PROBLEM DESCRIPTION:
Copy every record below, exactly as written.

RECORD SET:
----

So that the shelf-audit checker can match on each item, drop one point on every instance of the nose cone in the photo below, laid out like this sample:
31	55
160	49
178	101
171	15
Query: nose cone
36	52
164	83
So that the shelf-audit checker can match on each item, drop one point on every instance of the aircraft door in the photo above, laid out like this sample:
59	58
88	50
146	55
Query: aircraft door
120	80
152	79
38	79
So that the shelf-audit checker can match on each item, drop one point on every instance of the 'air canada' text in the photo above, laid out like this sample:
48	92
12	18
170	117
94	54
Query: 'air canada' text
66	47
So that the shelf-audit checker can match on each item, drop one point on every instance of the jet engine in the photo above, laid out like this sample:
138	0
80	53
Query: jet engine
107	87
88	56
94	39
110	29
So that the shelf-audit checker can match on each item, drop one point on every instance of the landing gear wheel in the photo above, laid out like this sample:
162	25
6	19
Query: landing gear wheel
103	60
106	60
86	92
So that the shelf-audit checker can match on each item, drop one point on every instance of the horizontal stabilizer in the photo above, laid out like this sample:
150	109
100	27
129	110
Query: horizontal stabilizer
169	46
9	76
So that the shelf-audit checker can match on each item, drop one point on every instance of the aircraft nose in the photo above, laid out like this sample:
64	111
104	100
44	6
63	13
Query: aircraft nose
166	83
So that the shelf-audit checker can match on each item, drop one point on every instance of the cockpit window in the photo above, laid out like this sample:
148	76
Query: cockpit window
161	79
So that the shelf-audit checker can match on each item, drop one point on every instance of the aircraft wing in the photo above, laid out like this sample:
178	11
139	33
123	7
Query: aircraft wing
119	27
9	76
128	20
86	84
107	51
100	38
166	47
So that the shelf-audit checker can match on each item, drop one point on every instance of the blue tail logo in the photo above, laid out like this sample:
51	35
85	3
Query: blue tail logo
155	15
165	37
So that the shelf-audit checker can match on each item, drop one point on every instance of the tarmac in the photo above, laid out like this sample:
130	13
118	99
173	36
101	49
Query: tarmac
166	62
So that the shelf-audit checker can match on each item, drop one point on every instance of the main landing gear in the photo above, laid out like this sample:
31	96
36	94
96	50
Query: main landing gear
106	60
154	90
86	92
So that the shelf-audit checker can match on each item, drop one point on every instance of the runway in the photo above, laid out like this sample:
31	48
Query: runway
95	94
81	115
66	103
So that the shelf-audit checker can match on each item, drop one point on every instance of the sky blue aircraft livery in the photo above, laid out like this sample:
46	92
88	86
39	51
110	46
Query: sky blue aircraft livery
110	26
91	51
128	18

----

REPLY:
So that the shelf-audit checker can match on each item, drop one point on every instance of the nose cone in the photo below, laid out like this sample:
31	55
160	49
178	101
171	15
Query: nose cone
36	52
164	83
So that the shelf-audit checker can match on each item, drop one point on every instance of the aircraft door in the photo above, laid out like this sample:
59	58
88	50
146	55
Query: aircraft door
120	80
152	79
38	79
So that the shelf-audit checker can match on each item, drop one point on every instance of the 'air canada' text in the photo above, laid out like this sample:
48	92
12	18
170	117
94	54
Query: 'air canada' text
66	47
So that the shelf-audit checker can match on each item, drop one point on every instance of the jet engine in the photo above, laid out like this sample:
138	0
80	53
Query: jet engine
107	87
88	56
94	39
110	29
So that the shelf-audit checker can match on each item, drop one point on every instance of the landing gear wheel in the photo above, laid out like this sample:
162	25
6	19
Query: landing gear wheel
103	60
106	60
86	92
So that the shelf-audit checker can match on each item, drop one point on every instance of the horizontal stabilizer in the photo above, laid out like this sample:
150	109
100	27
129	110
Query: horizontal stabilizer
169	46
9	76
So that the shelf-audit checker can match on each item, drop one point on every instance of the aircraft nose in the photo above, laid out like this sample:
64	111
104	100
44	6
63	13
Query: aircraft nose
166	83
So that the shelf-audit checker can match on each item, drop one point on every instance of the cockpit window in the photo above, laid out like this sample:
148	76
Query: cockpit window
161	79
So that the shelf-audit checker can match on each item, drop one point on every instance of the aircraft wing in the photo above, laid out like this sample:
178	11
139	33
123	7
Query: aircraft wing
119	27
9	76
128	20
86	84
107	51
100	38
166	47
So that the shelf-audit checker can match on each item, drop one point on every instance of the blue tail logo in the photo above, laid out like this sample:
51	35
85	3
Query: blue tail logo
155	15
165	37
So that the shelf-audit checker can match on each item, drop one point on every instance of the tarmac in the photo above, laid out like this sample:
130	13
118	99
173	36
101	49
Query: tarmac
166	62
So that the shelf-audit checker can match on each item, drop one point on every instance of the main landing gear in the photo above, laid out like this sample:
31	96
36	94
96	50
Query: main landing gear
106	60
154	90
86	92
So that the shelf-audit checker can match on each item, drop one point on every instance of the runway in the photo above, laid out like this sample:
31	48
Query: runway
95	94
81	115
66	103
So that the shelf-audit checker can match on each item, drop one point on every instance of the sky blue aircraft livery in the photo above, laid out like this sample:
46	92
88	86
39	51
110	46
Query: sky blue aircraft livery
110	26
91	51
128	18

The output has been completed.